(Materials provided):

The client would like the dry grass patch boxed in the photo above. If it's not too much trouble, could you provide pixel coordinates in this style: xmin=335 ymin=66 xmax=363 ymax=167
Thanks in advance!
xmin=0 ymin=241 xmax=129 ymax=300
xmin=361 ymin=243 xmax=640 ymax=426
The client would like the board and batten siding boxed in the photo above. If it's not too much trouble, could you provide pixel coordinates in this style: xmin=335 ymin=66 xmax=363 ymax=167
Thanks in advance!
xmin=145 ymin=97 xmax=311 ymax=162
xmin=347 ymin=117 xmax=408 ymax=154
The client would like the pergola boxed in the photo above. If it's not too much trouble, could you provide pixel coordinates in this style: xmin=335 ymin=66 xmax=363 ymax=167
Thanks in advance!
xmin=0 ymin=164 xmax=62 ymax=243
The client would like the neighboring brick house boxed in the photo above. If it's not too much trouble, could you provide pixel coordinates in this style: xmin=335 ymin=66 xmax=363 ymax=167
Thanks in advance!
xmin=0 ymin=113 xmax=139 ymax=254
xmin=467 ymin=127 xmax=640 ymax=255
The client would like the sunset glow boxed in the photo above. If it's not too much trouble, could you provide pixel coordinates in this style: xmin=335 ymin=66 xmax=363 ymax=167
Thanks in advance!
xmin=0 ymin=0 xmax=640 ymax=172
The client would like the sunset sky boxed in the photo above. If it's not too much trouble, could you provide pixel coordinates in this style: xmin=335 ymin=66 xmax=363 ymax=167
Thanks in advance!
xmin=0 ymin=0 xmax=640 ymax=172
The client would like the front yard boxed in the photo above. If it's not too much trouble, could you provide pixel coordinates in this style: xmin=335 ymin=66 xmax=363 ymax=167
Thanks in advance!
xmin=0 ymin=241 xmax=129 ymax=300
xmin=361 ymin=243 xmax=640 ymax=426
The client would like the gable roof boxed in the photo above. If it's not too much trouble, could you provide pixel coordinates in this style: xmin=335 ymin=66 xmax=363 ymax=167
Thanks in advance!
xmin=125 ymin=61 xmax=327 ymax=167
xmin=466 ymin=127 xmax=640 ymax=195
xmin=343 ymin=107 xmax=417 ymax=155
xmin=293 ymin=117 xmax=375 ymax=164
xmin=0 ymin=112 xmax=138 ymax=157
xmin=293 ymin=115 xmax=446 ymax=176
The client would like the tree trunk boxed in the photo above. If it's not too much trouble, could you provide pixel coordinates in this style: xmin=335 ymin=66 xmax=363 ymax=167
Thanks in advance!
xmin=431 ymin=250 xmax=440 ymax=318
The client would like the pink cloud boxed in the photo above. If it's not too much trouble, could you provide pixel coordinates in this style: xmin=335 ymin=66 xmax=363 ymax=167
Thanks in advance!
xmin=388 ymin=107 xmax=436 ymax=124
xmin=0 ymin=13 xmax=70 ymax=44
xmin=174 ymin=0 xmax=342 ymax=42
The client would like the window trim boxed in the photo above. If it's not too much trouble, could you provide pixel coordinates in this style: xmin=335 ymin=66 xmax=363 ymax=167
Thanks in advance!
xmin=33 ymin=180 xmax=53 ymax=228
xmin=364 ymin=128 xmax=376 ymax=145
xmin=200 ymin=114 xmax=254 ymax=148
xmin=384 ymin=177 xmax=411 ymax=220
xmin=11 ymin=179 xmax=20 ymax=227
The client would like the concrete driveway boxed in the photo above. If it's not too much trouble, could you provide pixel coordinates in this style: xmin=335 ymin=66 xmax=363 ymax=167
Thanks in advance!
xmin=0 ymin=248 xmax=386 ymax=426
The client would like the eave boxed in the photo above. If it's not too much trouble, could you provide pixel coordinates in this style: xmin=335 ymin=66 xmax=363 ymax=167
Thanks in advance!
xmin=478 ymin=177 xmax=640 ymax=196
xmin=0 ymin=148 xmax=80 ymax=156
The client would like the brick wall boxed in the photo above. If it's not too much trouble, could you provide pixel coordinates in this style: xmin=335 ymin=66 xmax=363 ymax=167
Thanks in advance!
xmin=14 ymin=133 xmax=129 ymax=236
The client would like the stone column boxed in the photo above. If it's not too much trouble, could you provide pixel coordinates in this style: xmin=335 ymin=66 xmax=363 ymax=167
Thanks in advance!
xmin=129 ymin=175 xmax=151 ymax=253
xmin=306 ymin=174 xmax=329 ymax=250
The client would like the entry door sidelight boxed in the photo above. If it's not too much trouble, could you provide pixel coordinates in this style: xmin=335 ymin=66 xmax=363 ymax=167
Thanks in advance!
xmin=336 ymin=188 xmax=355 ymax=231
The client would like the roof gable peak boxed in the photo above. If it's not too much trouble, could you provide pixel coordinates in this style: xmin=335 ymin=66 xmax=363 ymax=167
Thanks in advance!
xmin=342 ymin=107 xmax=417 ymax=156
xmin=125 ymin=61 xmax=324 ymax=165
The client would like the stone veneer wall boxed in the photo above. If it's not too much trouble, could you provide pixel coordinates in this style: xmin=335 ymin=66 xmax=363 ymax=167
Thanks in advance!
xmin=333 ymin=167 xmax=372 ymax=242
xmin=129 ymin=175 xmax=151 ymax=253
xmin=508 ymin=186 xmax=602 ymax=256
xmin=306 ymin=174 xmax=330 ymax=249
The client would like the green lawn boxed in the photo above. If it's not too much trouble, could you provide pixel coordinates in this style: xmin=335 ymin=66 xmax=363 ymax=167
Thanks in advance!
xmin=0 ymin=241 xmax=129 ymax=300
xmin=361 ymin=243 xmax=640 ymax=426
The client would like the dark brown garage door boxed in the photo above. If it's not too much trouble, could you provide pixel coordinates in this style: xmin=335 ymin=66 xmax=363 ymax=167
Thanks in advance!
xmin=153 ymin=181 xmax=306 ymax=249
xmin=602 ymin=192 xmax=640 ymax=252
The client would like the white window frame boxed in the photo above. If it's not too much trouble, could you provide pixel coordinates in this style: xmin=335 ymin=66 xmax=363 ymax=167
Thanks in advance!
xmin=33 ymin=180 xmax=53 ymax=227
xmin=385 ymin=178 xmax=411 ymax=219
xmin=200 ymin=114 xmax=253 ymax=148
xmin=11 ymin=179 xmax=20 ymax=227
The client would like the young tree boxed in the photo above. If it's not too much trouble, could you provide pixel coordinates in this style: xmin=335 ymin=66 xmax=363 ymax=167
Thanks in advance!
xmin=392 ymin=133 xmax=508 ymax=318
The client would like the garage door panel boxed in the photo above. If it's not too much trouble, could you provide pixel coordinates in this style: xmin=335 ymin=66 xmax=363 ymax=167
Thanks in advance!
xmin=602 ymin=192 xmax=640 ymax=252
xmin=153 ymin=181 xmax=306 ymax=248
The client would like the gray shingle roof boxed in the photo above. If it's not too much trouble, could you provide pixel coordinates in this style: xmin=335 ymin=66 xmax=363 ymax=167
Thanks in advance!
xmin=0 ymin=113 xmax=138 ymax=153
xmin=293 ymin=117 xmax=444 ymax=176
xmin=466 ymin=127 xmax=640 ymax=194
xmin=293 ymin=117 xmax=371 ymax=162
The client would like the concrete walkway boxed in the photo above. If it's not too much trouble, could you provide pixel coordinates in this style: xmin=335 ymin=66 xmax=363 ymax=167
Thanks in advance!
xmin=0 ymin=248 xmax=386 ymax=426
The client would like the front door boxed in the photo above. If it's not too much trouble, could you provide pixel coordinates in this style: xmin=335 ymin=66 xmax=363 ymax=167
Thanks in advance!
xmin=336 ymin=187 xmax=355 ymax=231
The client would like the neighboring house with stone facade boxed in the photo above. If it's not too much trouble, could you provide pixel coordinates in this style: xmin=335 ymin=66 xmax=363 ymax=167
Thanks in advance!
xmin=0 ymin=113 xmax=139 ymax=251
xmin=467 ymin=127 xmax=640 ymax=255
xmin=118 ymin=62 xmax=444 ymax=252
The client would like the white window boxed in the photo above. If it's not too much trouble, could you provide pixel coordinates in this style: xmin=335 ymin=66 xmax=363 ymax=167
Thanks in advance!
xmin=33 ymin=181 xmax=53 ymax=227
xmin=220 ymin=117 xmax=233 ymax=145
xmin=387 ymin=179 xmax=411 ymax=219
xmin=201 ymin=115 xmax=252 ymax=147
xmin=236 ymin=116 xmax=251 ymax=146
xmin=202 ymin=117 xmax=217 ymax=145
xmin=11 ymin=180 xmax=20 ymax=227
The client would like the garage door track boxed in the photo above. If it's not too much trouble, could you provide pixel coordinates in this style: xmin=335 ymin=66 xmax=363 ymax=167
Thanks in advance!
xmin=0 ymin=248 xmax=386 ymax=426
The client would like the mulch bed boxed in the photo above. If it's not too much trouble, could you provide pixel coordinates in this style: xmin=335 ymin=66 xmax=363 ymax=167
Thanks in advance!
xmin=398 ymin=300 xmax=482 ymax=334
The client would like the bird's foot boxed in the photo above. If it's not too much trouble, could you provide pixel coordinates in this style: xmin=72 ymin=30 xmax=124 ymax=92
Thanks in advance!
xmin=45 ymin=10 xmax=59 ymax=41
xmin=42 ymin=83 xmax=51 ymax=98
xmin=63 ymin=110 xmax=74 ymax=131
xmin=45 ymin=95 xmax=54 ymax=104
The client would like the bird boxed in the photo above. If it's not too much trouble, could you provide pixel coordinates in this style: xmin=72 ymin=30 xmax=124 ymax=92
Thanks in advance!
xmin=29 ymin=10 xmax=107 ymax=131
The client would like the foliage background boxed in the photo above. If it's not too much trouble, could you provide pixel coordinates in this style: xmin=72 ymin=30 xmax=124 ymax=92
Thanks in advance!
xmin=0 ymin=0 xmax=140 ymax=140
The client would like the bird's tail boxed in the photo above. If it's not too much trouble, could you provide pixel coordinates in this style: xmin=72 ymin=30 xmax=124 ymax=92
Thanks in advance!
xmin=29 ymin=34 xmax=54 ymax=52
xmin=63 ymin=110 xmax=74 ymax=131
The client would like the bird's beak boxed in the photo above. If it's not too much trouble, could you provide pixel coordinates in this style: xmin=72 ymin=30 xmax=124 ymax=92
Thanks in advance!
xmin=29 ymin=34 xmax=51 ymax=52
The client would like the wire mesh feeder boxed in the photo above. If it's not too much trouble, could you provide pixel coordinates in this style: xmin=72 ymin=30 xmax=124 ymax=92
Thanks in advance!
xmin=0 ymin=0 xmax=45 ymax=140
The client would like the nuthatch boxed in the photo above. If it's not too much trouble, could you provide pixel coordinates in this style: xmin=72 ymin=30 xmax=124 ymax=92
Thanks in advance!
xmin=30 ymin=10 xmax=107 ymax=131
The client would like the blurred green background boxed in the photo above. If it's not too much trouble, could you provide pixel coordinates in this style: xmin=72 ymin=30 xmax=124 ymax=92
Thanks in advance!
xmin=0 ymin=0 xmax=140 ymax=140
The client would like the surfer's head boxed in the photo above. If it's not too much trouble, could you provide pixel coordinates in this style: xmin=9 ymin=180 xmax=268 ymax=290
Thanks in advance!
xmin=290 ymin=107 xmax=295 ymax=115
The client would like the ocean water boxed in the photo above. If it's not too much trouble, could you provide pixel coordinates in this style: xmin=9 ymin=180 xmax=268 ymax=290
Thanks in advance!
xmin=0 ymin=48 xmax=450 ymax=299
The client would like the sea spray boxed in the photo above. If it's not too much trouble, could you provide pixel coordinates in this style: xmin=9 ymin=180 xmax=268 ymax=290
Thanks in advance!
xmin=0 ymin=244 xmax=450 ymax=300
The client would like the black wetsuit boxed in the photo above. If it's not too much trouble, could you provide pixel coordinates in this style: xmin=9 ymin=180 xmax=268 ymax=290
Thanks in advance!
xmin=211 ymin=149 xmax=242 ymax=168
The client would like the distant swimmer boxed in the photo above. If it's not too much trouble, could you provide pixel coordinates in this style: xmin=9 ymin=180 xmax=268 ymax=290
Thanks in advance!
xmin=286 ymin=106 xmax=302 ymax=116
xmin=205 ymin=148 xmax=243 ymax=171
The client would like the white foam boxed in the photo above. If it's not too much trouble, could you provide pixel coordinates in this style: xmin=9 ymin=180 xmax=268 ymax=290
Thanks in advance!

(Given exercise): Transfer everything from the line containing "The client would like the surfer's" down to the end of the data, reproducing every line. Add -144 to each pixel coordinate in the answers, and leave the sample coordinates in the other lines unchanged.

(The answer):
The client would like the surfer's head boxed in the photo above. If it's not too much trouble, could you provide pixel coordinates in this style: xmin=9 ymin=180 xmax=268 ymax=290
Thanks in advance!
xmin=146 ymin=-37 xmax=151 ymax=-29
The client would like the ocean water boxed in the photo above. If it's not too much trouble, could you provide pixel coordinates in this style: xmin=9 ymin=180 xmax=268 ymax=290
Thanks in advance!
xmin=-144 ymin=-96 xmax=306 ymax=155
The client would like the sea spray boxed in the photo above. If it's not too much trouble, could you provide pixel coordinates in this style: xmin=9 ymin=180 xmax=268 ymax=290
Thanks in advance!
xmin=-144 ymin=100 xmax=306 ymax=156
The client would like the black wetsuit boxed in the photo above. If it's not too much trouble, could you provide pixel coordinates in this style: xmin=9 ymin=180 xmax=268 ymax=290
Thanks in advance!
xmin=67 ymin=5 xmax=98 ymax=24
The client would like the distant swimmer boxed in the photo above. If it's not too much trouble, could you provide pixel coordinates in this style: xmin=9 ymin=180 xmax=268 ymax=290
Thanks in advance!
xmin=142 ymin=-38 xmax=158 ymax=-28
xmin=61 ymin=4 xmax=99 ymax=27
The client would like the white foam boxed in the photo above. If it's not too much trouble, could you provide pixel coordinates in this style: xmin=9 ymin=180 xmax=268 ymax=290
Thanks in advance!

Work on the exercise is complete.